■ **Work request**: For each entry, return the text exactly and omit any image.

########################################

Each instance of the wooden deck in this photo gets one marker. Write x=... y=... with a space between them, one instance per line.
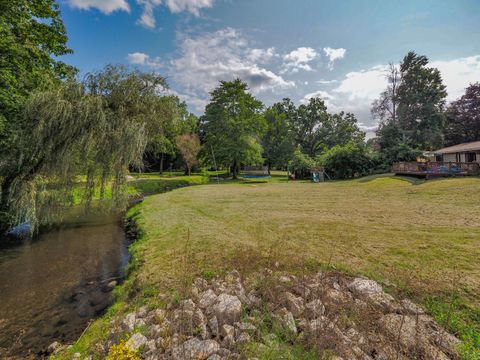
x=432 y=169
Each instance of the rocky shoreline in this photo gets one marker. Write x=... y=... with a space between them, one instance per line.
x=233 y=317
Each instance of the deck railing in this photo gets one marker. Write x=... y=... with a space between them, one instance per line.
x=436 y=168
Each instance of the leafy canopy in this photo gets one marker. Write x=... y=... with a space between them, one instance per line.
x=32 y=36
x=232 y=126
x=463 y=117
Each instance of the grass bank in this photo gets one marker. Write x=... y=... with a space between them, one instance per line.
x=421 y=239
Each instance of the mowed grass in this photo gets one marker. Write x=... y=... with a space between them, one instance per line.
x=426 y=234
x=421 y=239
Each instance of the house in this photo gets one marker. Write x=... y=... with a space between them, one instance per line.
x=457 y=160
x=466 y=152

########################################

■ **Output of the exercise**:
Each instance of the wooden deck in this photo gets one marker. Write x=... y=... with a space between them, one instance per line.
x=432 y=169
Each instance of the rocky shoreline in this photo gets one marker. Write x=... y=... with a space between them, one instance per line.
x=233 y=317
Each instance of the deck railing in this photo gets one marker. Write x=... y=... with a space between them, one instance per line.
x=436 y=168
Each instance of the leafy canopy in this photo gets one marker. Write x=... y=... with a space between them, one instance per line.
x=32 y=36
x=232 y=126
x=463 y=117
Each instance of the grass bank in this photo gets one marker. Write x=... y=... with a space between them, one instance per line.
x=421 y=239
Each instance of the mowed grass in this photo gets one marker. Write x=... y=... with a space between them, one instance per line.
x=426 y=234
x=421 y=239
Each instance of the house in this photo gets one marker. Write x=... y=... with a space between them, one instance per line.
x=457 y=160
x=466 y=152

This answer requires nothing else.